(Records to process):

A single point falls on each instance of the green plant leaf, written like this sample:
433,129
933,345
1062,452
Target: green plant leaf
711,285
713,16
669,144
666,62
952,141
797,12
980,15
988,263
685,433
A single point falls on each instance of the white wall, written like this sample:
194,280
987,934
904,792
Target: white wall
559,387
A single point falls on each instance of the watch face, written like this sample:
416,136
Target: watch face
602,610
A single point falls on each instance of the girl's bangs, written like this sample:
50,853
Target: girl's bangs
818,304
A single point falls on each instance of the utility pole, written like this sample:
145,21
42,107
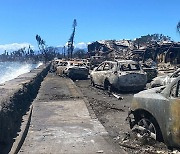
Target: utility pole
71,40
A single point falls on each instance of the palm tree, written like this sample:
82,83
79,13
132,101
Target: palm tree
178,27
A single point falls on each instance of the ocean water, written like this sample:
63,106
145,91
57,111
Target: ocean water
11,70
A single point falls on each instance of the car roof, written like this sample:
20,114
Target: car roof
166,91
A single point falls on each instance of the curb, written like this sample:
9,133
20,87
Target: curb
22,135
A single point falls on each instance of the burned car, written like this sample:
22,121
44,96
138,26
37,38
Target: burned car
156,113
61,67
76,70
123,75
165,79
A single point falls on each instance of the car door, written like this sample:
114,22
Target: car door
174,119
97,74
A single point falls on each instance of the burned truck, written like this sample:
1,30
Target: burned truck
155,113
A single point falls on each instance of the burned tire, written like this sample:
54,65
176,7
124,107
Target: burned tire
107,86
147,125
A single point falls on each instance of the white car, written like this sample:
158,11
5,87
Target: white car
76,70
123,75
165,79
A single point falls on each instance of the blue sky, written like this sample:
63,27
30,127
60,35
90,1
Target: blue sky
21,20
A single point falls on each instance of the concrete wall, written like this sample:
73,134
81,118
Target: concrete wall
16,97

(Work instruction):
For this exercise, restate the material exactly and skip every picture.

(Problem solution):
A single point falls on each instance of the green plant leaf, written like this sample:
433,129
933,345
1062,452
Target: green plant leaf
711,285
713,16
669,144
666,62
952,141
797,12
980,15
988,263
685,433
A single point falls on each instance of the white wall, written like this sample:
194,280
987,934
904,792
Target: white wall
559,387
A single point falls on each instance of the watch face, written like this sample:
416,136
Target: watch face
602,610
A single point falls on each instance of the girl's bangs, written like this sample:
50,853
Target: girl's bangs
818,304
A single point falls on each instance of the utility pole, written like this sample:
145,21
42,107
Target: utility pole
71,40
A single point falls on each instance of the palm tree, written like this sample:
82,83
79,13
132,101
Target: palm tree
178,27
A single point falls on each instance of the ocean water, written like this sample:
63,106
145,91
57,111
Target: ocean water
11,70
A single point falls on each instance of the car roof, written like this sample:
20,114
Target: car roof
166,91
A single point falls on each instance of the curb, written like this sample:
9,133
20,87
Target: curb
22,135
A single point falls on each instance of the burned car, written like this sample:
22,121
44,96
138,26
37,38
Target: burned car
156,113
61,67
76,70
123,75
165,79
A single point falls on each instance of the car door, written like this sample:
114,22
Target: car door
174,119
97,74
A single point falls on each instance of the burned truck, written like this sample:
1,30
Target: burned truck
155,113
A single point falls on each instance of the burned tire, written like this sample:
54,65
176,7
124,107
Target: burned tire
107,86
147,125
A single point falls on each instance of the white car, written like this sample:
158,11
5,87
Target: white car
76,70
123,75
165,79
A single point falls on each instance of the blue sky, written like this sample:
63,27
30,127
60,35
90,1
Target: blue sky
21,20
A single point falls on each instance of the concrete wall, written like this sample:
73,134
81,118
Target: concrete wall
16,97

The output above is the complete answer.